++++ Excerpt to read ++++
If you asked reporters why they were there, they would give some mumbo-jumbo reason that as hard as it may be, it was important to get reaction from the family in a case as sad and stunning as this one. Seau had been an absolute force during the prime of his playing days with the San Diego Chargers, ferocious, relentless, maniacal, beyond intense. Now that he was dead, it would be easy to say he was a joy to watch. But he wasn’t a joy to watch. He was scary to watch, just like the National Football League is scary to watch, which is one of the primary reasons we love to watch it, a human car crash on every play.
Given that fans are now acting as if they are just discovering that the game is not only unremittingly violent but unremittingly dangerous (was it really that f---ing hard to figure out?), no one will admit any more they love football for that very reason—22 players on every play either trying to destroy one another or escape destruction. It isn’t the first time that a nation has lied to itself in the hopes of being on the right side of the angels. It won’t be the last. To say that you love football because it is primal and vicious and visceral is to say that you are in favor of early Alzheimer’s, or constant and debilitating headaches, or severe depression, or even suicide.
And nobody is going to come near that now, not after extensive research into the alleged dangers of repetitive concussions, not after the suicides of two other players, not after the New Orleans Saints’ “bountygate,” and certainly not after the death of Junior Seau. The game that we love can no longer be loved. It must now be treated with righteous outrage, and Seau's death played right into that regardless of how little we know for what caused it and will likely ever know for what caused it.
++++
What this exercise asks
1 – In the excerpt about Junior Seau and football, which team did Seau play for during the prime of his playing days?
2 – Extend the excerpt about Junior Seau and football with a passage that picks up after its final sentence.
++++ Data extract ++++
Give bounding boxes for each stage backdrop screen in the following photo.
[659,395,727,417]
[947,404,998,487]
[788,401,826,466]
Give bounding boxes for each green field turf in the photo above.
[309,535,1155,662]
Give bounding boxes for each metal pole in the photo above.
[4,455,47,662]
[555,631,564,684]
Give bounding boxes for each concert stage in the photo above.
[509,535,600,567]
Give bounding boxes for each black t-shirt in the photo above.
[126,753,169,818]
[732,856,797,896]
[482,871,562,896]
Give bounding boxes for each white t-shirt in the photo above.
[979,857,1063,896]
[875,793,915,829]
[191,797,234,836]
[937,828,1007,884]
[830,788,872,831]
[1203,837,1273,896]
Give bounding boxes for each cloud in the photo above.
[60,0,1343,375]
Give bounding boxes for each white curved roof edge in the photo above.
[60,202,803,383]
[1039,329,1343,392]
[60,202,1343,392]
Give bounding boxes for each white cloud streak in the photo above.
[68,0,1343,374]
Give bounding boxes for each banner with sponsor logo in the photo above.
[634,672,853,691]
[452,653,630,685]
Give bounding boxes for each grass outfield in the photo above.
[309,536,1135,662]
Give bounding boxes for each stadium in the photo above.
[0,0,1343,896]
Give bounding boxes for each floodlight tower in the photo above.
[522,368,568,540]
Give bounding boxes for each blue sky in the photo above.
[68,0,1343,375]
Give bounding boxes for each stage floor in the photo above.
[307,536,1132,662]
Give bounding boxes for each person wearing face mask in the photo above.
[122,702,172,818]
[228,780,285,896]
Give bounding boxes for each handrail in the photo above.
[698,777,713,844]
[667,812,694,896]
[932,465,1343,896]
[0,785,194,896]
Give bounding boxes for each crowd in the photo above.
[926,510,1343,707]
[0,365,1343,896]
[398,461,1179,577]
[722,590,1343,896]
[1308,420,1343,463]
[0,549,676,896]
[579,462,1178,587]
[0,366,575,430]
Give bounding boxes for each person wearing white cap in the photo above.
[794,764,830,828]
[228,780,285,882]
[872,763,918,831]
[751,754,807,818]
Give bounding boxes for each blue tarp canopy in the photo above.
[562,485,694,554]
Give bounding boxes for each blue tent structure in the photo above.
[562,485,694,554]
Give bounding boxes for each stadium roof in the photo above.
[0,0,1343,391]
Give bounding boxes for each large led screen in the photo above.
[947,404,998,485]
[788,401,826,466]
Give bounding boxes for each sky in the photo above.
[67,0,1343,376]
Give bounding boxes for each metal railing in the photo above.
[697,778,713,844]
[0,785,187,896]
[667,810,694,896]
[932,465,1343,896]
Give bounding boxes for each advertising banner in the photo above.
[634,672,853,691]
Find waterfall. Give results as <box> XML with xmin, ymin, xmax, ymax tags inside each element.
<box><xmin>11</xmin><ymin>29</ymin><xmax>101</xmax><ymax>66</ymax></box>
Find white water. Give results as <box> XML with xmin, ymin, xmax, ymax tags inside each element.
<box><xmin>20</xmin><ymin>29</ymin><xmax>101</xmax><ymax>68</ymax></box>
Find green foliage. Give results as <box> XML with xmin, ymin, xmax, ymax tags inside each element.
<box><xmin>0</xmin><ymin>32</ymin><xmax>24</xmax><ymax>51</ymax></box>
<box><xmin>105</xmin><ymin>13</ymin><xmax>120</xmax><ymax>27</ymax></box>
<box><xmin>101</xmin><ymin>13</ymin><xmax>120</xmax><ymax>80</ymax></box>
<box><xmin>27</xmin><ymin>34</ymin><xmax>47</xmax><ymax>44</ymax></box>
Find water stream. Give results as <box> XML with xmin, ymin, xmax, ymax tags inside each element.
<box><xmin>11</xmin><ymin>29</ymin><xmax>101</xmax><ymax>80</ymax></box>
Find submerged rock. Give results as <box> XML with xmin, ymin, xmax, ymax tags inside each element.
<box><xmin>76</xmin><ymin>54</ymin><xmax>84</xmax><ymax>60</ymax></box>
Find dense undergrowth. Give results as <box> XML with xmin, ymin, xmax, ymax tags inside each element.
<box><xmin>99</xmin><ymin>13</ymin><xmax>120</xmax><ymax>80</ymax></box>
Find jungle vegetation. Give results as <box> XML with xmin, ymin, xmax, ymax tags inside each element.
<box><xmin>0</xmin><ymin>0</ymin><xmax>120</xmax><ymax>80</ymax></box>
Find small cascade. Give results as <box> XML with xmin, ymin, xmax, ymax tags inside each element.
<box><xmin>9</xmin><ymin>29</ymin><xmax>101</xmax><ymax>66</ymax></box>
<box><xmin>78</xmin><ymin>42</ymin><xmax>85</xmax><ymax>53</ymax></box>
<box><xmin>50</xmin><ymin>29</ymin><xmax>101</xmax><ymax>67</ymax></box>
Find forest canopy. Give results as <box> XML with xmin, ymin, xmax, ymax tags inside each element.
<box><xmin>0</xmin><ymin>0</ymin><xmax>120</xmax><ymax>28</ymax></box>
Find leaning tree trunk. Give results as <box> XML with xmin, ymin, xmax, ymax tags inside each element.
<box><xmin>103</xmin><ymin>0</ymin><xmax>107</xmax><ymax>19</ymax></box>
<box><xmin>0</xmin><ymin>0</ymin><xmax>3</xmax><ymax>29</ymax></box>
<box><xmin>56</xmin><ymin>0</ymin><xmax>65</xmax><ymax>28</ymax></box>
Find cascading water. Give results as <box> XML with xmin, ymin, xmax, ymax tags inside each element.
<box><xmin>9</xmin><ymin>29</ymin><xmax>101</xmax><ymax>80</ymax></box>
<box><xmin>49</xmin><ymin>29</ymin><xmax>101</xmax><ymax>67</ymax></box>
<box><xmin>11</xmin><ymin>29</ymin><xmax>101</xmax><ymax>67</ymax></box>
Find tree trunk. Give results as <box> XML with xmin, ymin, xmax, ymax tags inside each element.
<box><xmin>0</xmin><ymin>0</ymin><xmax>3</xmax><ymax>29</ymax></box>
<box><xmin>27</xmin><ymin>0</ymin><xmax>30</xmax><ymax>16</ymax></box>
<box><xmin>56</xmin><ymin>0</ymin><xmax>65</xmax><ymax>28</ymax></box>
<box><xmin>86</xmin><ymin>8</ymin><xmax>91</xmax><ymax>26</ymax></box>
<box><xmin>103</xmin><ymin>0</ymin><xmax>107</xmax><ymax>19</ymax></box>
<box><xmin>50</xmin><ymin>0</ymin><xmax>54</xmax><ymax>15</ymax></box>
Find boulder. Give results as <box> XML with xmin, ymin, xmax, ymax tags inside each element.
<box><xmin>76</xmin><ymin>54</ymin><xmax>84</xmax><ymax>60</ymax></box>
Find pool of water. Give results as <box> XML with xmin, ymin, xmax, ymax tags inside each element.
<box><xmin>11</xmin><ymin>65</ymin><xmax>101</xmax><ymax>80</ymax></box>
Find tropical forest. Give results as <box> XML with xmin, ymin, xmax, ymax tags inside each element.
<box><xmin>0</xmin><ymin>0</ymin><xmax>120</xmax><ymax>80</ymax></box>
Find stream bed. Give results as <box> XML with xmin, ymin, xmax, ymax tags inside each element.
++++
Answers below
1 – The San Diego Chargers.

2 –
The reporters outside the house of Junior Seau didn’t really care about the feelings of his family. The literal second that his death had been made public, the psychic factory whistle blew and the assembly line of the death-by-football narrative went into wartime production. They wanted the family to give them something, at least a little crumb that would no doubt be inflated into a loaf of bread, that Junior Seau had killed himself because of the after-effects of the head trauma he had suffered as a player.
If it was a good day and the reporters were lucky, family members would come forth and help advance that narrative. They would blast the NFL for not caring about players. They would say they knew without a shadow of doubt that Junior was the latest in a string of former NFL players who had killed themselves because of the physical violence they had gone through during their careers and the onset of brain damage common to chronic traumatic encephalopathy. They would talk about the withering depression that had been his constant suffering.
Actually it didn’t really matter what the family had to say or not. It was little more than icing on the cake and if the icing turned out to be too sweet or too sour, it would just be discarded.
On April 19, former Atlanta Falcons safety Ray Easterling, a plaintiff in a class-action lawsuit brought by former players over the dangers of concussions they maintain had been concealed during their careers, had died of what police said was a self-inflicted gunshot wound. The previous year, Dave Duerson had also killed himself with a self-inflicted gunshot wound to the chest. Duerson had left a note saying he wanted his brain to be studied to see if it had significant brain trauma, and a later autopsy showed that he did.
Police ruled that Seau too had killed himself with a self-inflicted gunshot wound. Unlike Duerson he left no note. Nor had he shown any sustained signs of outward depression, laughing and smiling and exuding charm at a charity golf tournament earlier in the week. It seemed possible that he had killed himself because he had killed himself, as too many people tragically do, and nobody would ever know the reason.
But once again, none of that mattered. The fact that Easterling had shot himself in the chest and Duerson had shot himself in the chest and Seau had shot himself in the chest was more than enough to ratchet up the red verbal flags of outrage. The implication was obvious, or at least the media decided it was obvious, that Seau had killed himself in the manner he did to preserve his brain for study. It was a little bit of a stretch.
It was a ridiculous stretch actually, at least at this juncture, but writers adeptly worked their way around it. “Ignore the NFL Draft. Ignore offseason mini-camps. Ignore the latest free agent signings,” wrote Josh Levin in Slate. “There’s only one thing worth talking about in pro football right now, and Junior Seau just reminded us what that is.”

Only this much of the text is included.